# SOURCE EXTRACT
--------------------------------------------------
Programmatic Access to OpenTopography’s Cloud Optimized GeoTIFF (COG) Global Datasets

Table of Contents

Authors

Purpose

OpenTopography strives to provide a variety of access methods to our datasets to address the varying needs of our users. While most users access data through the web map interface, others prefer to programmatically access data from our cloud-based storage. In this tutorial we will explore a couple of different methods of accessing data over the Grand Canyon from the cloud-based NASA Shuttle Radar Topography Mission (SRTM) catalog in OpenTopography. We will also demonstrate how we can use open-source, command line tools to programmatically access data without the need for a web-map interface.

In addition, this tutorial should highlight the power of Cloud Optimized GeoTIFFs (COGs), and how they can be used to reduce download file sizes as well as increase data access speeds. COGs are quickly becoming a standard format for hosting raster data in the cloud due to its optimized file structure to enable faster access and subsetting. In order to take advantage of this benefit, OpenTopography has recently converted its entire global dataset collection to COGs. With the COG format, programs and web requests can read the top-level header and quickly extract data for a region of interest as opposed to having to read the entire file. This drastically reduces file read-time as well as reducing the number of http GET requests to access the data. For a more detailed discussion on COGs and their benefits see the resources section at the bottom of this page.
--------------------------------------------------
# GIVEN RECORDS
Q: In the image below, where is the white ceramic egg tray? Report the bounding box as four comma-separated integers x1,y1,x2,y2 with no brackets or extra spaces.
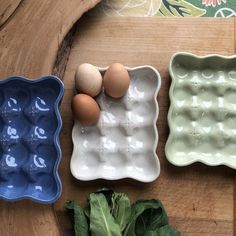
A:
70,66,161,182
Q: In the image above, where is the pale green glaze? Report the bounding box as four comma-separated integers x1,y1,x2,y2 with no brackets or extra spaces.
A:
165,53,236,168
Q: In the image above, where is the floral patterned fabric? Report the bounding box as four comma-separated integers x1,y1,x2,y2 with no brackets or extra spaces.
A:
91,0,236,17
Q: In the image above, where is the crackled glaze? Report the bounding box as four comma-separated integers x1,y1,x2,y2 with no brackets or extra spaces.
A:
70,66,161,182
166,53,236,168
0,76,63,203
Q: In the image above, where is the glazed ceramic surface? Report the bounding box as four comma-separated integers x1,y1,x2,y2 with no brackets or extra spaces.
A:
0,76,64,203
70,66,161,182
166,53,236,168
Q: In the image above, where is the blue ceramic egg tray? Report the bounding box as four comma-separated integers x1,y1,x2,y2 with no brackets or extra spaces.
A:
0,76,64,204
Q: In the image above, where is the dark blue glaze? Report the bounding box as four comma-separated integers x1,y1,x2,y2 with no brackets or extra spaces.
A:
0,76,64,204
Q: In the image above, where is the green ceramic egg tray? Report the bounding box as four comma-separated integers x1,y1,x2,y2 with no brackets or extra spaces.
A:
165,53,236,169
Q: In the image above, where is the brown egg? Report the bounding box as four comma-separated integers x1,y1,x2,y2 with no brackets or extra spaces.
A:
71,93,100,125
103,63,130,98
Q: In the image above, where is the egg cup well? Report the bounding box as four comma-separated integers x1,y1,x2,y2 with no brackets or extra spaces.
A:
70,66,161,182
0,76,64,204
165,53,236,169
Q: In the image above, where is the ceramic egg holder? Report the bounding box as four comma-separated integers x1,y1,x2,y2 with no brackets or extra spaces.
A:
70,66,161,182
0,76,63,204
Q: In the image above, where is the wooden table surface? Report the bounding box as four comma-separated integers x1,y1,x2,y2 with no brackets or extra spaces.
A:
0,0,236,236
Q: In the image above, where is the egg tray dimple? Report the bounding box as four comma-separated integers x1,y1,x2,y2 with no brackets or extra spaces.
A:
0,76,64,204
70,66,161,182
165,53,236,169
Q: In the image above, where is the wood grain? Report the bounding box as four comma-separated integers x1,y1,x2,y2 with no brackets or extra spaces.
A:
0,0,99,236
0,0,99,78
0,0,23,27
57,17,235,236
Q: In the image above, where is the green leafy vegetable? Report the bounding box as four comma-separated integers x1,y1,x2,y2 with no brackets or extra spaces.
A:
156,0,206,17
65,189,180,236
65,201,90,236
89,193,121,236
111,193,131,232
124,199,168,236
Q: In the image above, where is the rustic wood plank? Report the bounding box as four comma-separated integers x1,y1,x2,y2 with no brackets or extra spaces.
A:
55,17,235,236
0,0,22,27
0,0,100,78
0,0,99,236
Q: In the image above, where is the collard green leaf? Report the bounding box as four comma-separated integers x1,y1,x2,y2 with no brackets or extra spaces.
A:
89,193,121,236
124,199,168,236
65,201,90,236
111,192,131,232
94,188,114,207
156,0,206,17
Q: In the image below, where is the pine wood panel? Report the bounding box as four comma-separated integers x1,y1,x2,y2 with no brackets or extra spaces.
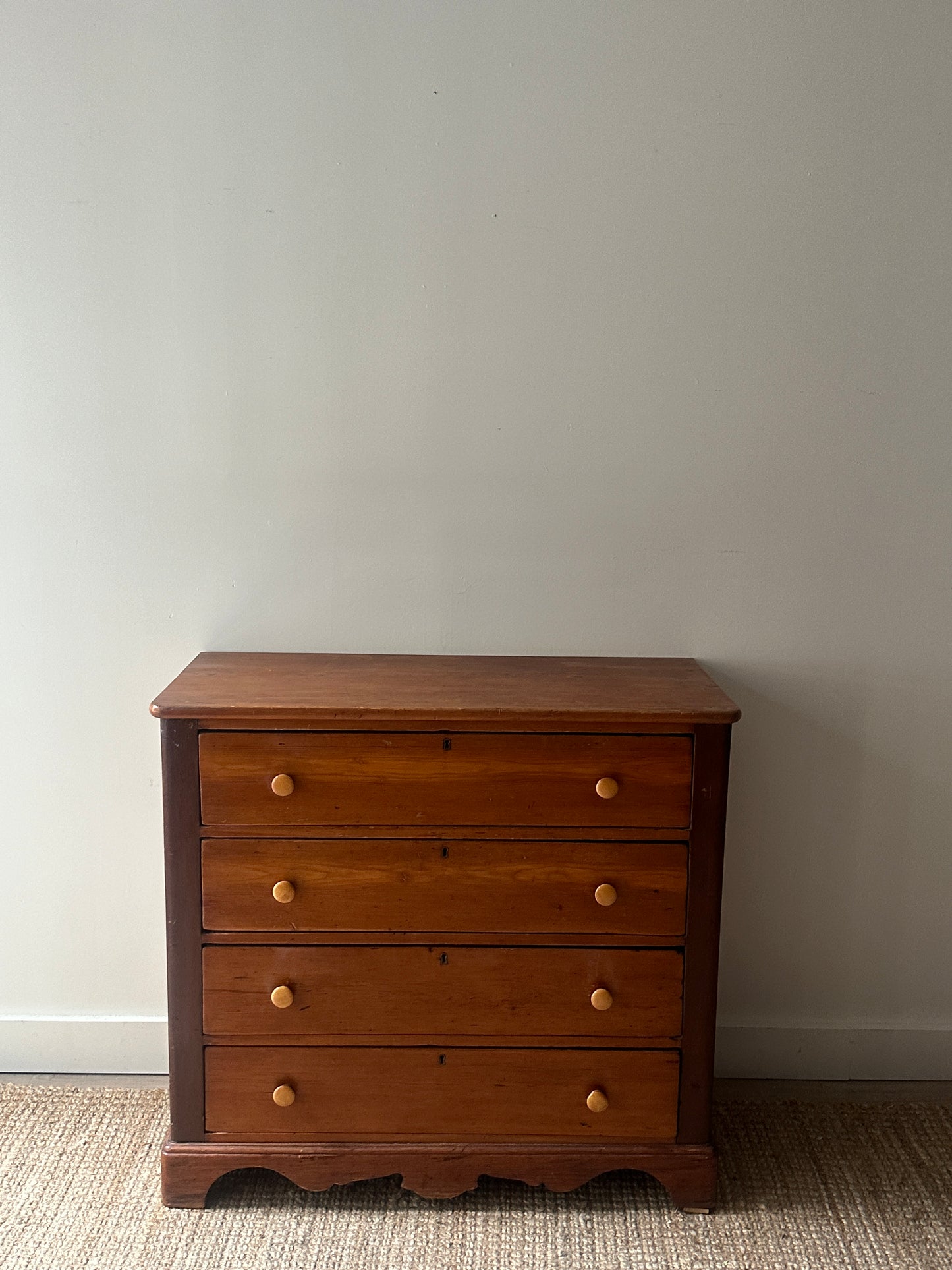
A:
163,1140,717,1213
202,838,688,938
203,946,682,1039
199,732,692,828
206,1045,678,1143
151,652,740,728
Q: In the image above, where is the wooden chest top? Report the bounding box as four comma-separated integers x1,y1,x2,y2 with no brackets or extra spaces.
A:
151,652,740,726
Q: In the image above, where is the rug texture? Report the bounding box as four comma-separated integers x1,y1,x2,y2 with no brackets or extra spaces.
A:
0,1085,952,1270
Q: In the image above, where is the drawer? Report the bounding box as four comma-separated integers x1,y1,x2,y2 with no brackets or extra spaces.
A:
203,946,682,1039
199,732,692,828
202,838,688,938
204,1045,679,1141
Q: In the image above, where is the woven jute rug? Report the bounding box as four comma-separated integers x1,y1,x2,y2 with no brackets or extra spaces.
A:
0,1085,952,1270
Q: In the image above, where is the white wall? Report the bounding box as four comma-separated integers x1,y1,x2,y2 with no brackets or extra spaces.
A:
0,0,952,1076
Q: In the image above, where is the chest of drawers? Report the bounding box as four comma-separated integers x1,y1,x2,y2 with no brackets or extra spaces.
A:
151,652,739,1210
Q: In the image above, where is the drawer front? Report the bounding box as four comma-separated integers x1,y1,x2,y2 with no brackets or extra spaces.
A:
199,732,692,828
203,946,682,1040
206,1045,679,1141
202,838,688,938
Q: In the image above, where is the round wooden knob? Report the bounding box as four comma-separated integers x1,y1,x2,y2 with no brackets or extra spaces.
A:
594,988,615,1010
586,1089,608,1111
596,881,618,908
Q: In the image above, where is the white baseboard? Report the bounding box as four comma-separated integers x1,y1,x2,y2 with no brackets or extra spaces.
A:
0,1015,952,1081
0,1015,169,1074
715,1026,952,1081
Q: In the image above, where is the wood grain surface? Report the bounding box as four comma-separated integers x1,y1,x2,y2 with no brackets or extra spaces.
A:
199,732,692,828
203,946,682,1039
202,838,688,937
151,652,740,728
163,1141,717,1211
206,1045,678,1141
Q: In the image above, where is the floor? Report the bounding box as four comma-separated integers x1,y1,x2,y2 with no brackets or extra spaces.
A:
0,1074,952,1270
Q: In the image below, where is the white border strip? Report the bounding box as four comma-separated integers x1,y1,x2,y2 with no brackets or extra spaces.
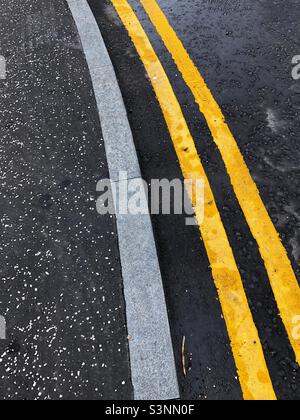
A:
67,0,179,400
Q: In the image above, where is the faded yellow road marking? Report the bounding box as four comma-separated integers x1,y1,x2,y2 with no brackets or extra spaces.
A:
112,0,276,400
141,0,300,364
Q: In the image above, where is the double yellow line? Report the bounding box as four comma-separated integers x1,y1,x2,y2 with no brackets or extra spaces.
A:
112,0,300,400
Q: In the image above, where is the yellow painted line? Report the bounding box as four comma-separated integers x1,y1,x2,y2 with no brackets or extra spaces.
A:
141,0,300,364
112,0,276,400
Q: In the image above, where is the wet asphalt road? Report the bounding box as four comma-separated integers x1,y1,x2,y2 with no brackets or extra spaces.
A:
89,0,300,399
0,0,132,400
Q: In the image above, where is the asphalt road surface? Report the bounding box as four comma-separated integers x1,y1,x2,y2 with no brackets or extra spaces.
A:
89,0,300,399
0,0,300,400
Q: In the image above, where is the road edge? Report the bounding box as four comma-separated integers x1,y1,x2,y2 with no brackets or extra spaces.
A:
66,0,180,400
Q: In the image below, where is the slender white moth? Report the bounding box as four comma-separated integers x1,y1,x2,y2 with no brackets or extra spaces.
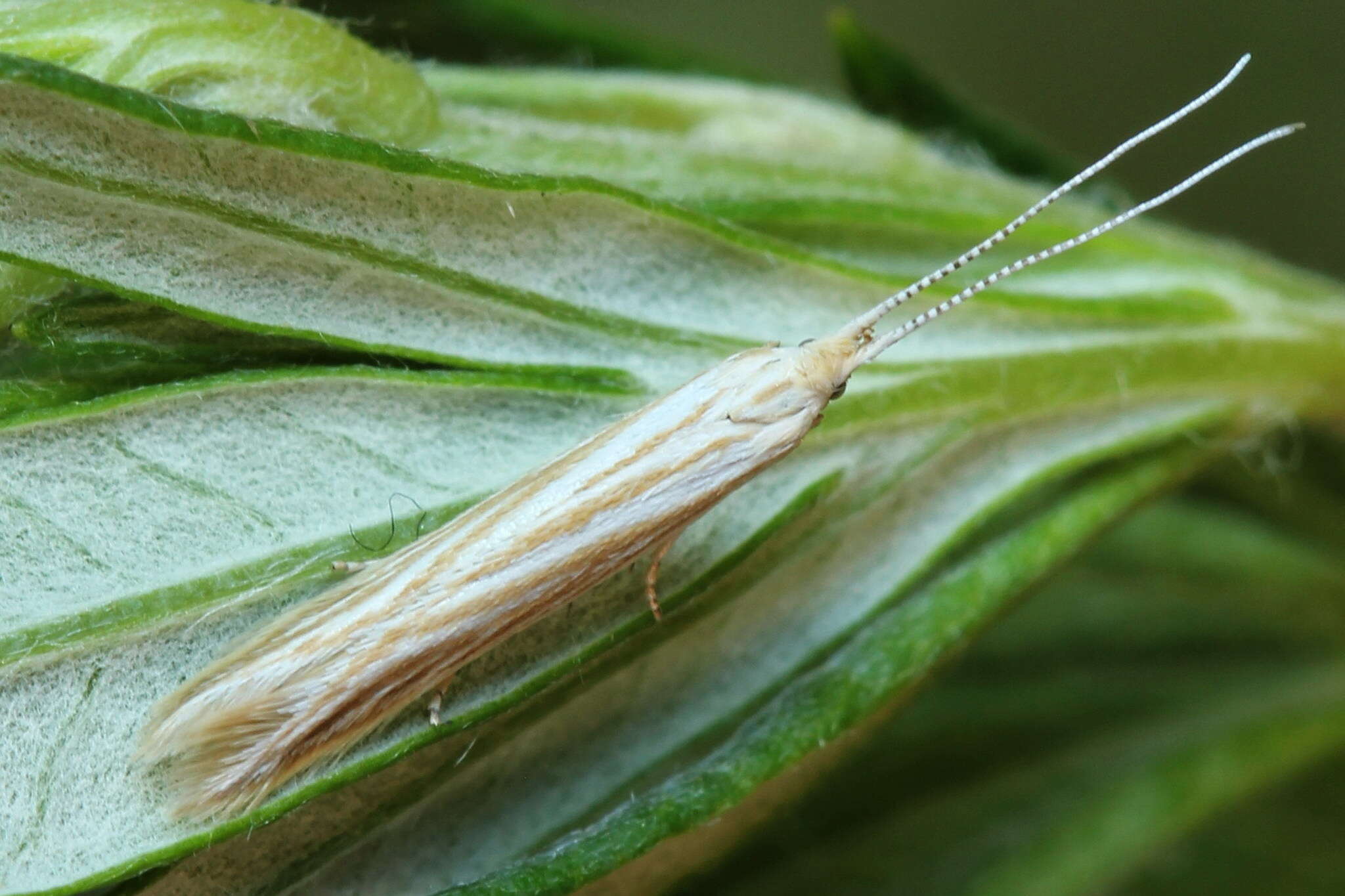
--------------------------------------------------
# WRITTEN EXERCISE
How does the OpenTopography tutorial on Cloud Optimized GeoTIFFs go on after its last sentence? Write the next part.

# RESULT FOR THIS EXERCISE
Funding

OpenTopography is supported by the National Science Foundation under Award Numbers 1948997, 1948994 & 1948857

Keywords

keywords=[“COG”, “OpenTopography”, “SRTM”, “GDAL”, “VRT”]

Citation

To cite this notebook: Beckley, M., Crosby, C., Nandigam, V. & Phan, M. (2021). Programmatic Access to OpenTopography’s Cloud Optimized GeoTIFF (COG) Global Datasets (Version v1.0). https://doi.org/10.5069/G9BC3WRK Accessed: MM/DD/YYYY

Setup

If running this tutorial locally: set up a new conda environment with GDAL 3.2 and AWS CLI tools installed:

# Create a conda environment called, 'COGS', and install GDAL v 3.2:  conda create -n COGS -c conda-forge gdal==3.2.0

#Activate your new environment  conda activate COGS

#install AWS command line tools in your environment  conda install --yes -c conda-forge awscli

We will also be using the following python libraries:

  • rasterio

  • fiona

  • wget

  • pyproj

  • geopandas

Within this conda environment, install these libraries with pip: pip install pip install rasterio fiona wget geopandas pyproj matplotlib

If you are having difficulties getting the environment set up, you can always run the notebook from Binder

Library Imports

#Visualization
import rasterio as rio                                                                                                                  
from rasterio.plot import show  
import rasterio.mask
import matplotlib.pyplot as plt                                                                                                         

#Working with Shapefiles
import geopandas as gpd 
import fiona

#Projections and Transformations
from pyproj import Transformer

#Downloads
import wget

print("Success! Imported all necessary libraries.")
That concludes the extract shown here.